Wyodrębniony tekst
Ale dla zakłamanych reprezentantów naszej „wyjątkowej kasty” (bo nie wszystkich prawników) i wspierających ją polityków opozycji wyroczniami mają być „Harbarthowie” oraz wszyscy ci „sojusznicy”, którzy pouczają i usiłują meblować nasz kraj, włącznie z tzw. Komisją Wenecką, przedstawianą przez „totalsów”, jako jakiś unijny organ… Trudno wymagać od przeciętnego Kowalskiego, by rozróżniał unijną Radę Europejską, wytyczającą kierunki rozwoju wspólnoty, od Rady Europy – grupującej także państwa nienależące do UE, a której to właśnie ciałem doradczym jest tzw. Komisja Wenecka; gwoli ścisłości, jej właściwa nazwa brzmi Europejska Komisja na rzecz Demokracji przez Prawo, a państwami członkowskimi tego gremium są m.in. Rosja, Ukraina, Mołdawia, Armenia, Azerbejdżan, Kazachstan, Kirgistan, ba, Turcja, Meksyk, Brazylia czy Korea Południowa itd… - łącznie 60 krajów.
Każdy, powtórzę, każdy kto może przyczynić się do odsunięcia PiS od władzy, najlepiej polskimi rękami, będzie wspierany przez polityków z zagranicy, którym nie w smak była, jest i będzie silna Polska, dbająca o własne interesy.
„My, Polacy, mamy prawo sami decydować o sobie i swoich prawach. Po to walczyliśmy o demokrację. Nie będą nam tutaj w obcych językach narzucali, jaki ustrój mamy mieć w Polsce i jak mają być prowadzone polskie sprawy”

Treść zadania a
Wypisz wszystkie rady i komisje, których nazwy padają w tekście o Komisji Weneckiej.

Wpisy ze zbioru danych

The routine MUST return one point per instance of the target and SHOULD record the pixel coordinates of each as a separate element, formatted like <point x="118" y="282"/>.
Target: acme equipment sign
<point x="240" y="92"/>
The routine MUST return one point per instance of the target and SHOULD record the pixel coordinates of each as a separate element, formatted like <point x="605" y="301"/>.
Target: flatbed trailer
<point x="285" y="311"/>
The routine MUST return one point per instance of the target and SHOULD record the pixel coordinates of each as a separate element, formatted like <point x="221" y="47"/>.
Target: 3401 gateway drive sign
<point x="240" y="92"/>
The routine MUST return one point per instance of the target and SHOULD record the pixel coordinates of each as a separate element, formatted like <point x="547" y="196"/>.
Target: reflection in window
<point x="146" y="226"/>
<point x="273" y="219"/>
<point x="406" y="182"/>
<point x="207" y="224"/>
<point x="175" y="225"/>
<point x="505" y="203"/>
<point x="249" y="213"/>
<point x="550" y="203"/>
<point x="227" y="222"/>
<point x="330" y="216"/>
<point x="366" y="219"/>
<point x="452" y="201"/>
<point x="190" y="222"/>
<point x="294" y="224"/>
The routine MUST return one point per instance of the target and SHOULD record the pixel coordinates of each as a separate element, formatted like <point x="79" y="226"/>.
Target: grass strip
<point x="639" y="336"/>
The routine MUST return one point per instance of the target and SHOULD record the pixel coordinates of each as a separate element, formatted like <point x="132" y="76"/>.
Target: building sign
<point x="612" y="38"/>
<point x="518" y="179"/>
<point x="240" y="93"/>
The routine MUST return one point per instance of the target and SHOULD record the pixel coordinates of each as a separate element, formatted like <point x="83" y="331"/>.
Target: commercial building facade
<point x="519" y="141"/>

Treść zadania b
Przepisz wszystkie wiersze ze zbioru danych jako CSV z dwiema kolumnami, polecenie i odpowiedź, po jednej linii na każdy wiersz. Każde polecenie i każdą odpowiedź umieść w jednym polu w cudzysłowie, a podziały linii zamień na spacje.

Rozwiązanie a
- Rada Europejska
- Rada Europy
- Komisja Wenecka, czyli Europejska Komisja na rzecz Demokracji przez Prawo

Rozwiązanie b
polecenie,odpowiedź
"The routine MUST return one point per instance of the target and SHOULD record the pixel coordinates of each as a separate element, formatted like <point x=""118"" y=""282""/>. Target: acme equipment sign","<point x=""240"" y=""92""/>"
"The routine MUST return one point per instance of the target and SHOULD record the pixel coordinates of each as a separate element, formatted like <point x=""605"" y=""301""/>. Target: flatbed trailer","<point x=""285"" y=""311""/>"
"The routine MUST return one point per instance of the target and SHOULD record the pixel coordinates of each as a separate element, formatted like <point x=""221"" y=""47""/>. Target: 3401 gateway drive sign","<point x=""240"" y=""92""/>"
"The routine MUST return one point per instance of the target and SHOULD record the pixel coordinates of each as a separate element, formatted like <point x=""547"" y=""196""/>. Target: reflection in window","<point x=""146"" y=""226""/> <point x=""273"" y=""219""/> <point x=""406"" y=""182""/> <point x=""207"" y=""224""/> <point x=""175"" y=""225""/> <point x=""505"" y=""203""/> <point x=""249"" y=""213""/> <point x=""550"" y=""203""/> <point x=""227"" y=""222""/> <point x=""330"" y=""216""/> <point x=""366"" y=""219""/> <point x=""452"" y=""201""/> <point x=""190"" y=""222""/> <point x=""294"" y=""224""/>"
"The routine MUST return one point per instance of the target and SHOULD record the pixel coordinates of each as a separate element, formatted like <point x=""79"" y=""226""/>. Target: grass strip","<point x=""639"" y=""336""/>"
"The routine MUST return one point per instance of the target and SHOULD record the pixel coordinates of each as a separate element, formatted like <point x=""132"" y=""76""/>. Target: building sign","<point x=""612"" y=""38""/> <point x=""518"" y=""179""/> <point x=""240"" y=""93""/>"
"The routine MUST return one point per instance of the target and SHOULD record the pixel coordinates of each as a separate element, formatted like <point x=""83"" y=""331""/>. Target: commercial building facade","<point x=""519"" y=""141""/>"